** Start **

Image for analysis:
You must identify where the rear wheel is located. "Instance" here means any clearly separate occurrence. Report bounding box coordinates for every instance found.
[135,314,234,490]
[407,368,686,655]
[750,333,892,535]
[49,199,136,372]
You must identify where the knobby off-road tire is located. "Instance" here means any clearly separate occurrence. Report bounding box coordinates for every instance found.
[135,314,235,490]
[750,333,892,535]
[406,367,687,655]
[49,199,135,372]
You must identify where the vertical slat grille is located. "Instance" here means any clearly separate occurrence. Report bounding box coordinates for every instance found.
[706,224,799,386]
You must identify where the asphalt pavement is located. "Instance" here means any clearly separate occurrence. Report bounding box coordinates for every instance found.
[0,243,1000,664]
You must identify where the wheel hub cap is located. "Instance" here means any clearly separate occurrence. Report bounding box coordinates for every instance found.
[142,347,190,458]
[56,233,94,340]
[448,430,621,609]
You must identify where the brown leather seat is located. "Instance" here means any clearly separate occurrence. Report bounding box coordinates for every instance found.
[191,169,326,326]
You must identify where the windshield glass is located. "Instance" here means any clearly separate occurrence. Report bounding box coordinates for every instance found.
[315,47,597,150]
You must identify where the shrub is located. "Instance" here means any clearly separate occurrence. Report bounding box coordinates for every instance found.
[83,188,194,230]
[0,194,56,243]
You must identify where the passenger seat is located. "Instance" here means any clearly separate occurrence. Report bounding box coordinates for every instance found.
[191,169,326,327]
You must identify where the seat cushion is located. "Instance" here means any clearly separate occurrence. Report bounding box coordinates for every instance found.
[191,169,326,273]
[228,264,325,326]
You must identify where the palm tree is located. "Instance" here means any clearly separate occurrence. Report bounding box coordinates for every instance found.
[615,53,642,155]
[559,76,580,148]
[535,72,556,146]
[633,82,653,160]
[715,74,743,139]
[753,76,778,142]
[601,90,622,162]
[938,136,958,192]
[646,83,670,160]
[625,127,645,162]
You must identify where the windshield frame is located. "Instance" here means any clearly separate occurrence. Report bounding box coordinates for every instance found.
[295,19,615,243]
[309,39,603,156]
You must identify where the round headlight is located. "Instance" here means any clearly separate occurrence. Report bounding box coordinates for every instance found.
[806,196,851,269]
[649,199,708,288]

** End **

> WHAT TO DO: Copy the entire listing above word for word, without leaving out any line.

> COMPLETE ANSWER:
Image for analysis:
You must identify where the rear wheel is located. "Instance" here means any clearly separate occurrence. Report bounding box coordinates for every instance found.
[135,314,234,490]
[407,368,686,655]
[750,333,892,535]
[49,199,136,372]
You must identify where the knobby off-road tire is located. "Instance" here means any clearly separate occurrence. Report bounding box coordinates for every instance found.
[135,314,235,490]
[750,333,892,535]
[406,367,687,655]
[49,199,135,372]
You must identify where the vertical slat grille is located. "Instance" here means any clearly separate occurrence. Report bounding box coordinates for every instance found.
[706,224,799,386]
You must identify where the asphalt pavement is located. "Instance" here means any clearly separate occurrence. Report bounding box coordinates for every instance found.
[0,243,1000,664]
You must identify where the wheel hub cap is located. "Instance" here means any clearly separate occurrence. Report bounding box coordinates for every instance found.
[142,347,190,458]
[56,233,94,340]
[448,430,621,609]
You must identify where the brown leather seat is located. "Instance" here means any clearly separate occurrence. Report bounding box coordinates for every instance found.
[191,169,326,326]
You must identify where the windshield glass is located. "Instance" here means any clearly separate occurrence. Report bounding box coordinates for every instance found.
[315,47,597,150]
You must identify where the shrub is located. "Instance" here means any clearly separate occurrence. Report bounding box coordinates for every instance found.
[83,188,194,230]
[0,194,56,243]
You must identify where the passenger seat is located. "Instance" here means any clearly separate occurrence. Report bounding box coordinates for every instance found.
[191,169,326,327]
You must identify where the seat cushion is located. "Instance" here means any clearly separate occurrence. Report bounding box coordinates for every instance found.
[191,169,326,273]
[228,264,325,326]
You must identify where the palm tree is located. "Instance" here means any clearly separate occurrence. Report bounding box coordinates for every instance found.
[615,53,642,155]
[559,76,580,148]
[535,72,556,146]
[633,82,653,160]
[715,74,743,139]
[753,76,778,142]
[601,90,622,162]
[938,136,958,192]
[646,83,670,160]
[625,127,645,162]
You must identify where the windshield frame is located. "Instance" here means any clearly separate occurrence. Report bounding box coordinates for every instance found.
[295,19,615,243]
[309,39,603,156]
You must identify where the round headlight is located. "Instance" here means any clearly separate occurrence. Report bounding box coordinates for every instance found.
[806,196,851,269]
[649,199,708,288]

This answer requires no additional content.